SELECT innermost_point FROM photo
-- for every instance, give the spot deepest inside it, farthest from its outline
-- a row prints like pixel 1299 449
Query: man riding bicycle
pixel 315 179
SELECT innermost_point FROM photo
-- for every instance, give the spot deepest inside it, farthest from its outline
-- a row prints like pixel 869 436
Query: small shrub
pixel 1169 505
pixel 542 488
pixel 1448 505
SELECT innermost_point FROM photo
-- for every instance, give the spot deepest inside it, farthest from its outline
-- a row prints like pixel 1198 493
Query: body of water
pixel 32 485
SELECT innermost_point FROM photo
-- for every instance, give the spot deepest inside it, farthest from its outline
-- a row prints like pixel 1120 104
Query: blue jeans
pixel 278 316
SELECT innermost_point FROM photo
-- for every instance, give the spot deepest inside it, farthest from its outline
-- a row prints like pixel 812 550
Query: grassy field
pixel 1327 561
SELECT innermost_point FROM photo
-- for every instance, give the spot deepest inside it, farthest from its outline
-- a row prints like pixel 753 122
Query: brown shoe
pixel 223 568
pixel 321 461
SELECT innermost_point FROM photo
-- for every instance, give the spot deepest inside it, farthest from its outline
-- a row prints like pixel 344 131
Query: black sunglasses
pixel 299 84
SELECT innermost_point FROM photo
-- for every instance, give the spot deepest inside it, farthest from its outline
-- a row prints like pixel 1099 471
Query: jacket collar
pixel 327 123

* * *

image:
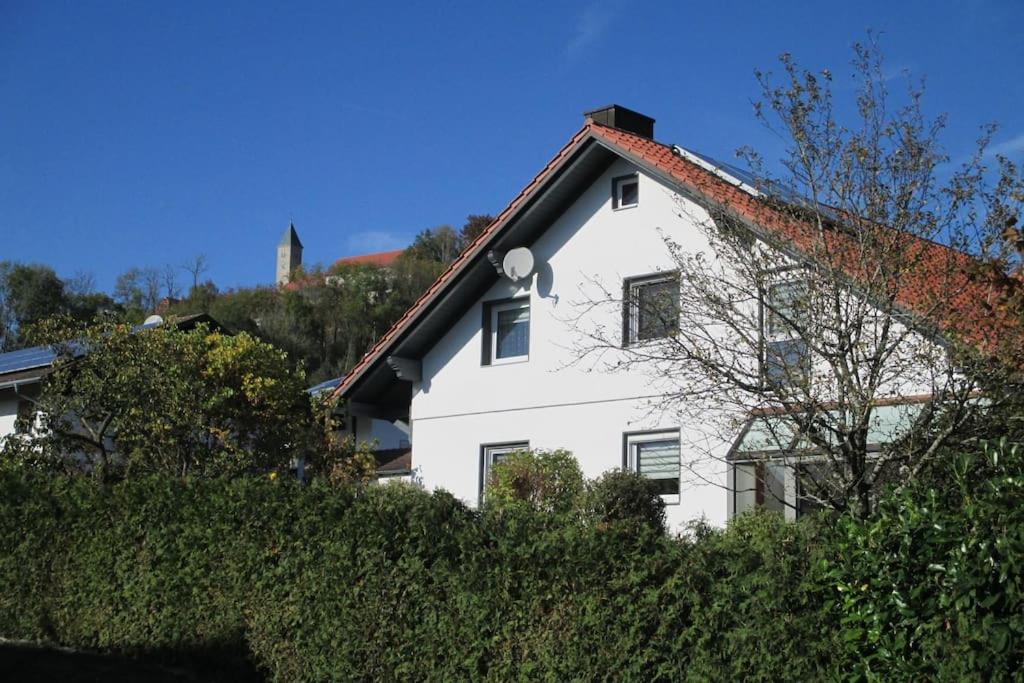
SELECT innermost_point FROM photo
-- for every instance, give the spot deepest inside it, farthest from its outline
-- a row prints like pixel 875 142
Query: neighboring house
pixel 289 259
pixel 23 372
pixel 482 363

- **What is required**:
Which lines of the data contain the word "like"? Pull out each of those lines in full.

- **Answer to the task**:
-- a row prints like pixel 1299 449
-- a row prints like pixel 869 436
-- a row prints like pixel 1198 493
-- a row prints like pixel 1120 104
-- a row prints like pixel 812 550
-- a row prints like pixel 753 122
-- a row prints like pixel 344 131
-- a row prints like pixel 1099 471
-- a row prints like pixel 875 142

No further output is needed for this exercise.